Don recently donated some of his time to Animation Career Review in order to depart some advice about the training, attitude and hard work that was essential throughout his long successful career:

What is your firm's focus within animation and what led your firm to have such a focus on this one?

Storytelling is what it is all about. That’s always the focus. Whether it’s pure entertainment or conveying a message for a client. It can be in a space of 5 seconds, 5 minutes, or longer. With a business client, it’s about combining information and entertainment, and finding the right balance for that particular client’s needs, which can have varying degrees or mixtures of the two: 60/40, 70/30, etc.

That’s what makes it fun and also extremely challenging. When you work with animation, you have to be open to everything in life because everything in your life’s experience will be called upon.

Fill in the blank: The future of animation is ______________.


What are the best and worst aspects about working in the animation?

The best: anything is possible if you are given the time.
The worst: Ridiculous production schedules.

Among your firm's achievements, which one(s) are you the most proud of?

I’m just happy that I still work in animation and there are still many things one can learn.

What skills/qualities does your firm seek out when hiring new employees?

First of all – we look for good draftsman. Someone who knows how to draw well. And, having a good understanding of the principles of animation is a must, and is continually working on applying those principles.

What particular schools, if any, does your firm recruit new hires from? If none, where do you recruit new hires?

Doesn’t matter. We look at the individual talent.

What advice would you give to aspiring animators?

Constantly work at improving your craft. Study life. You will never know it all. There will always be something to learn, even if you have been animating for 60 years.

What were your most challenging projects, and why?

The most challenging projects are the ones where you have to be super-human and produce what would normally be done in four weeks in two weeks.

What kind of education did it take to get you where you are today?

A certain amount of academia was essential, but the real learning started afterwards - studying and observing life along with hard work.

What animation software packages does your firm prefer to use? Which one would you recommend to beginners?

There are many, many different kinds of software out there. It depends on what you want to do. Wallace Creative uses Maya, XSI, Toon Boom, Toonz, all the Adobe products, and on and on…

Could you share with us your best story about working in the animation industry.

The best story is the one that makes me laugh and cry at the same time…

For example: If the client asks can I draw fruit, to get the client into a comfort zone regarding my/our abilities, I’ll show them a picture of a watermelon that I drew, and they will ask – but can you draw a cantaloupe?

Do you think that there is an increasing or decreasing demand for animators overall? Why?

The schools continually turn out students with an interest in some form of animation. The market can handle only so much of that talent pool, so you better be good at what you choose to do.

_TASKS TO COMPLETE_
1 > Answer these questions from the interview, one answer per line, marked the same way:
(a) What does the interview name as always being the focus?
(b) What is the worst aspect of working in animation?
(c) What does the firm look for first when hiring new employees?
2 > Copy the stretch of the interview from "What particular schools, if" through "projects, and why?", swapping "craft" for "art".

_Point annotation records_
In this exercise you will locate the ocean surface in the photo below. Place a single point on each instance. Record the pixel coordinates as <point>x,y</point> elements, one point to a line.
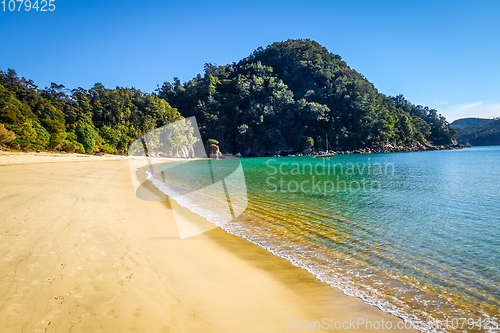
<point>415,234</point>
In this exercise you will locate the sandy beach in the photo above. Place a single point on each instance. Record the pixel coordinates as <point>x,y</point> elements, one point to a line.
<point>79,252</point>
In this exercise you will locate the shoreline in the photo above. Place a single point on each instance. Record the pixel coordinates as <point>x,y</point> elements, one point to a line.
<point>80,251</point>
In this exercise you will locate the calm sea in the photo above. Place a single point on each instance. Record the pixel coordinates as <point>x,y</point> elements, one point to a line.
<point>415,234</point>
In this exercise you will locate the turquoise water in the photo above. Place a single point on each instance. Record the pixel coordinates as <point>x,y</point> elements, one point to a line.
<point>416,234</point>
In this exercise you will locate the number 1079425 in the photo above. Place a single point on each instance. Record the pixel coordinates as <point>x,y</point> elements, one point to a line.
<point>27,5</point>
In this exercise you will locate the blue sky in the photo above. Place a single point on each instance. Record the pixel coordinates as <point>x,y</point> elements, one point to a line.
<point>444,54</point>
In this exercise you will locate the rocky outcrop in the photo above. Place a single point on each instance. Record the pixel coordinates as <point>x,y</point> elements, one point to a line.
<point>375,149</point>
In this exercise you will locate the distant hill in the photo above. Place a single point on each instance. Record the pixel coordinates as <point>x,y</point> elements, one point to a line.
<point>478,131</point>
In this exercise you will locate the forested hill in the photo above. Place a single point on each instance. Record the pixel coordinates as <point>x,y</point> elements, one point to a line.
<point>291,95</point>
<point>478,131</point>
<point>288,96</point>
<point>93,120</point>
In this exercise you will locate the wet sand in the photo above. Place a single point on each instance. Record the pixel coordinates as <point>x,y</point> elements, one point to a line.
<point>80,252</point>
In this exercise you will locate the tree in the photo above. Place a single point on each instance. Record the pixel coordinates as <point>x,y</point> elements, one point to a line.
<point>6,135</point>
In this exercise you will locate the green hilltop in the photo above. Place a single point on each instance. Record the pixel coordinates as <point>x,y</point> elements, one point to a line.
<point>287,96</point>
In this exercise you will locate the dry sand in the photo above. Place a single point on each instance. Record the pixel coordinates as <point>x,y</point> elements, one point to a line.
<point>79,252</point>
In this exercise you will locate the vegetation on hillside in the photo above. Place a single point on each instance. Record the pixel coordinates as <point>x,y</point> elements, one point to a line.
<point>478,131</point>
<point>288,96</point>
<point>94,120</point>
<point>293,90</point>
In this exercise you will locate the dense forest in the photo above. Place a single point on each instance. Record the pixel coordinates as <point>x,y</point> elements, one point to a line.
<point>94,120</point>
<point>478,131</point>
<point>288,96</point>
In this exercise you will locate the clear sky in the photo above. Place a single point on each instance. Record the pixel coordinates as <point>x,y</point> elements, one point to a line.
<point>444,54</point>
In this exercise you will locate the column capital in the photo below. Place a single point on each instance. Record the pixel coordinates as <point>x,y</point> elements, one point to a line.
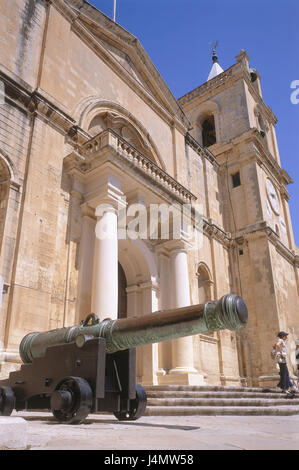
<point>168,247</point>
<point>87,211</point>
<point>109,195</point>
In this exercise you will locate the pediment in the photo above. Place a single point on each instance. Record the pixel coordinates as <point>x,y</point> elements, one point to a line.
<point>125,52</point>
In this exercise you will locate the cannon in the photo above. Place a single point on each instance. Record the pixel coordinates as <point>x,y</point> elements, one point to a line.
<point>91,368</point>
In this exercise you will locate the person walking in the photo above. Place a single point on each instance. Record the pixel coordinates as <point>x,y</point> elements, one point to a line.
<point>281,349</point>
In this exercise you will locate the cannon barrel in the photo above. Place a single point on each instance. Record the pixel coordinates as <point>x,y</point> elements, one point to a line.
<point>229,312</point>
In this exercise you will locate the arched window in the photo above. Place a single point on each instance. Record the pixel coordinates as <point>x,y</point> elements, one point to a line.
<point>208,132</point>
<point>110,120</point>
<point>204,283</point>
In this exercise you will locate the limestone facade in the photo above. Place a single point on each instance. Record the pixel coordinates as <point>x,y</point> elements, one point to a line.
<point>87,121</point>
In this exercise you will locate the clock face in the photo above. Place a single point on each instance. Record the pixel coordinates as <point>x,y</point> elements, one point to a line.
<point>272,196</point>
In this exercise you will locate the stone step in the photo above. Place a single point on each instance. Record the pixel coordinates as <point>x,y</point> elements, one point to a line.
<point>209,388</point>
<point>218,400</point>
<point>208,395</point>
<point>222,402</point>
<point>219,410</point>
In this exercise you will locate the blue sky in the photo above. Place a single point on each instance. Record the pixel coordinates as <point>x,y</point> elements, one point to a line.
<point>176,36</point>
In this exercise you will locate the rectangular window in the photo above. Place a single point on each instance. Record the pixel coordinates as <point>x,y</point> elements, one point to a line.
<point>236,180</point>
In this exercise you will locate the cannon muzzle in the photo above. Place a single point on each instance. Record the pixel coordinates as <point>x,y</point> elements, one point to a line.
<point>229,312</point>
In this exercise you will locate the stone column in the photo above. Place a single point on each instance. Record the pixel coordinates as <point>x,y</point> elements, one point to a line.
<point>86,261</point>
<point>149,351</point>
<point>182,349</point>
<point>104,299</point>
<point>165,303</point>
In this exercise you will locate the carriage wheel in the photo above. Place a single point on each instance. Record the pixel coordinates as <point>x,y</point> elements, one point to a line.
<point>137,406</point>
<point>7,401</point>
<point>71,401</point>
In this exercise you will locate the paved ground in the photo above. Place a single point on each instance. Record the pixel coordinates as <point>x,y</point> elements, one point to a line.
<point>104,432</point>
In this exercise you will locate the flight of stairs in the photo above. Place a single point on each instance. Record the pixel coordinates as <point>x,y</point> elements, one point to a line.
<point>218,400</point>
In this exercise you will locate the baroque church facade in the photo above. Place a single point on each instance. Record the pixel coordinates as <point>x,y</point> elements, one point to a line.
<point>87,120</point>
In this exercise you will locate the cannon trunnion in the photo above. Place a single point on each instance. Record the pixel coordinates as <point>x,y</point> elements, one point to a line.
<point>92,367</point>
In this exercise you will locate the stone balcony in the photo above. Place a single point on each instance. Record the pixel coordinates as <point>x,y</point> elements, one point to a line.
<point>108,146</point>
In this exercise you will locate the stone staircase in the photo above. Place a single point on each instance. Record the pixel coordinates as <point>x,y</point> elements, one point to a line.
<point>218,400</point>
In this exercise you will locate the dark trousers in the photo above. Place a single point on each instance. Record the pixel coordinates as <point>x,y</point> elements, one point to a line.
<point>284,376</point>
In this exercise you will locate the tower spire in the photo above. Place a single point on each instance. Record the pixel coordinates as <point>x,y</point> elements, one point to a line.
<point>216,69</point>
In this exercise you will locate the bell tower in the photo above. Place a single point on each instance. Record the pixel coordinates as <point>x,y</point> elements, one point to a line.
<point>229,117</point>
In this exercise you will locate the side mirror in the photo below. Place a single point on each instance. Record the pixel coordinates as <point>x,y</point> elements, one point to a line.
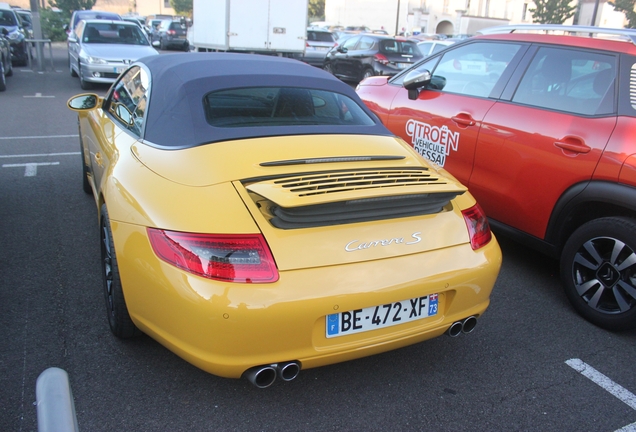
<point>124,113</point>
<point>83,102</point>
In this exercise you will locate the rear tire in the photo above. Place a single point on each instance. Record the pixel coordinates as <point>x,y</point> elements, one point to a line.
<point>598,269</point>
<point>119,320</point>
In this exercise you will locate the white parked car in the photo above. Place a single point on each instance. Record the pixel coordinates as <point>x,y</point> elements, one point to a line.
<point>99,50</point>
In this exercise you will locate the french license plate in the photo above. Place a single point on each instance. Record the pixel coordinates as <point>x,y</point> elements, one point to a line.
<point>375,317</point>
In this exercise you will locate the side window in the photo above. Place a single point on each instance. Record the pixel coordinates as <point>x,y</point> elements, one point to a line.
<point>78,31</point>
<point>579,82</point>
<point>127,100</point>
<point>474,69</point>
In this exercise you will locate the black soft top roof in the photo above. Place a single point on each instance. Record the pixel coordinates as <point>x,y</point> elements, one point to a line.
<point>175,115</point>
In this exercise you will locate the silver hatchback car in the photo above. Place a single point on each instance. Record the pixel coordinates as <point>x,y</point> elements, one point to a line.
<point>99,50</point>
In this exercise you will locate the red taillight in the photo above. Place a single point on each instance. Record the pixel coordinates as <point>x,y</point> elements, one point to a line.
<point>478,228</point>
<point>380,58</point>
<point>228,257</point>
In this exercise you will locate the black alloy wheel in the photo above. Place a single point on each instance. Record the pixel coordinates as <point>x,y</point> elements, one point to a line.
<point>598,269</point>
<point>119,320</point>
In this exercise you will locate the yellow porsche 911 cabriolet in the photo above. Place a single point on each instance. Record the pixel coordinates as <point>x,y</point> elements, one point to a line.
<point>257,219</point>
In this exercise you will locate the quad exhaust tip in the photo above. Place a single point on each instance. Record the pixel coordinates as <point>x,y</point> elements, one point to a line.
<point>264,376</point>
<point>464,326</point>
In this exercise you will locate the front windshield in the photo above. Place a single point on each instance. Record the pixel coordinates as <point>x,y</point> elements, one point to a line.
<point>282,106</point>
<point>111,33</point>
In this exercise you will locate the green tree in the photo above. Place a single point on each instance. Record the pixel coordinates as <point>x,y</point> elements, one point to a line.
<point>182,7</point>
<point>68,6</point>
<point>552,11</point>
<point>316,10</point>
<point>627,7</point>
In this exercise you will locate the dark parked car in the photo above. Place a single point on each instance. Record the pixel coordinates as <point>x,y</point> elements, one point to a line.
<point>6,69</point>
<point>318,44</point>
<point>11,22</point>
<point>540,127</point>
<point>367,55</point>
<point>170,34</point>
<point>27,21</point>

_FULL SOLUTIONS_
1 >
(a) Storytelling
(b) Ridiculous production schedules
(c) Good draftsmen, people who know how to draw well

2 >
What particular schools, if any, does your firm recruit new hires from? If none, where do you recruit new hires?

Doesn’t matter. We look at the individual talent.

What advice would you give to aspiring animators?

Constantly work at improving your art. Study life. You will never know it all. There will always be something to learn, even if you have been animating for 60 years.

What were your most challenging projects, and why?